-- O QUE FAZER --
Reproduza o texto inteiro sobre a modelo Tess Holliday e a anorexia, sem mudar nada.

-- TEXTO PARA LER --
◇ ◇ ◇ ◇ ◇ ◇ ◇

Gordas também têm anorexia: modelo plus size faz desabafo na internet
A modelo americana Tess Holliday veio a público recentemente rebater os questionamentos que recebeu depois de anunciar sofrer de anorexia. "As pessoas falaram que eu estava mentindo, dizendo aquilo apenas para chamar atenção. Corpos gordos continuam sendo invisibilizados", escreveu Tess em um post do Instagram.
Ela comunicou que sofria de anorexia em maio de 2021. "Escolhi compartilhar meu diagnóstico porque não se trata apenas de uma vontade de ser magra. Eu gostaria de poder dizer que sou boa em alimentar meu corpo, mas não sou. Eu ainda luto para pensar: 'Como posso estar em um corpo gordo e estar morrendo de fome?' Então, percebi que corpos de todos os tamanhos e formas morrem de fome", desabafou.
Nesta semana, a modelo fez outro post sobre o tema, relembrando o momento em que tornou o transtorno um assunto público.

◇ ◇ ◇ ◇ ◇ ◇ ◇

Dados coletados
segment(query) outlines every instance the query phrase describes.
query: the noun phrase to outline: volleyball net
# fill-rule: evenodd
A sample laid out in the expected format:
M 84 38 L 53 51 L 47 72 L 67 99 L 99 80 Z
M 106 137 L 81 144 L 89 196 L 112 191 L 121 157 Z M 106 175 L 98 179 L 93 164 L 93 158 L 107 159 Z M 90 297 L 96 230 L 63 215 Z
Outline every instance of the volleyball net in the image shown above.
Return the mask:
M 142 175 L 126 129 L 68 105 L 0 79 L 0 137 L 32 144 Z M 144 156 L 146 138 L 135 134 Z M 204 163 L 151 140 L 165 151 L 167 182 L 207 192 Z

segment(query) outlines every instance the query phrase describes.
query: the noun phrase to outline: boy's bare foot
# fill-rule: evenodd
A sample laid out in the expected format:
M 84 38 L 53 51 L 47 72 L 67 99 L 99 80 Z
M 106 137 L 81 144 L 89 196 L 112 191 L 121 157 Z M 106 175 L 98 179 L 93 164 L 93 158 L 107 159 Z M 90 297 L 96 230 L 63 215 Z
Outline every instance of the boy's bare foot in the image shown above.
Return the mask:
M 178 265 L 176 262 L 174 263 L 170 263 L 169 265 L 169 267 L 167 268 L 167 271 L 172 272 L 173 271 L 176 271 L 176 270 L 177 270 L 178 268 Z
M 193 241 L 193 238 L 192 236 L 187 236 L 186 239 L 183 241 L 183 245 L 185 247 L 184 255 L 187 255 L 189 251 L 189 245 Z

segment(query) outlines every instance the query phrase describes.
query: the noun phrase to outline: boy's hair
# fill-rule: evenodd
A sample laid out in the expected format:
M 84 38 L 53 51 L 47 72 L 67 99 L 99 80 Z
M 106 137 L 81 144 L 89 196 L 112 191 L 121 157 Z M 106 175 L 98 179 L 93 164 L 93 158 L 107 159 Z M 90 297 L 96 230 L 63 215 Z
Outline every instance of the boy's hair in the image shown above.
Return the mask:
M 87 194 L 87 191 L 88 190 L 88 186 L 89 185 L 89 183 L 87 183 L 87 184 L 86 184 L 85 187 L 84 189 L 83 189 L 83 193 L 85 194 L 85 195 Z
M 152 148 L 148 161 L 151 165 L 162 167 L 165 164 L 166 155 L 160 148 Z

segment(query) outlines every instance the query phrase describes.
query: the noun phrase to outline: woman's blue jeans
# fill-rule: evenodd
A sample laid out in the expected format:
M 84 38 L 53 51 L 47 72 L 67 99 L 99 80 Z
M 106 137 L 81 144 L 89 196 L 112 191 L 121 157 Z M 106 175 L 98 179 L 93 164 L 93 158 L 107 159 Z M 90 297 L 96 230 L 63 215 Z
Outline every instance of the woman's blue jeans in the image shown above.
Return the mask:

◇ ◇ ◇ ◇ ◇ ◇ ◇

-- RESULTADO --
Gordas também têm anorexia: modelo plus size faz desabafo na internet
A modelo americana Tess Holliday veio a público recentemente rebater os questionamentos que recebeu depois de anunciar sofrer de anorexia. "As pessoas falaram que eu estava mentindo, dizendo aquilo apenas para chamar atenção. Corpos gordos continuam sendo invisibilizados", escreveu Tess em um post do Instagram.
Ela comunicou que sofria de anorexia em maio de 2021. "Escolhi compartilhar meu diagnóstico porque não se trata apenas de uma vontade de ser magra. Eu gostaria de poder dizer que sou boa em alimentar meu corpo, mas não sou. Eu ainda luto para pensar: 'Como posso estar em um corpo gordo e estar morrendo de fome?' Então, percebi que corpos de todos os tamanhos e formas morrem de fome", desabafou.
Nesta semana, a modelo fez outro post sobre o tema, relembrando o momento em que tornou o transtorno um assunto público.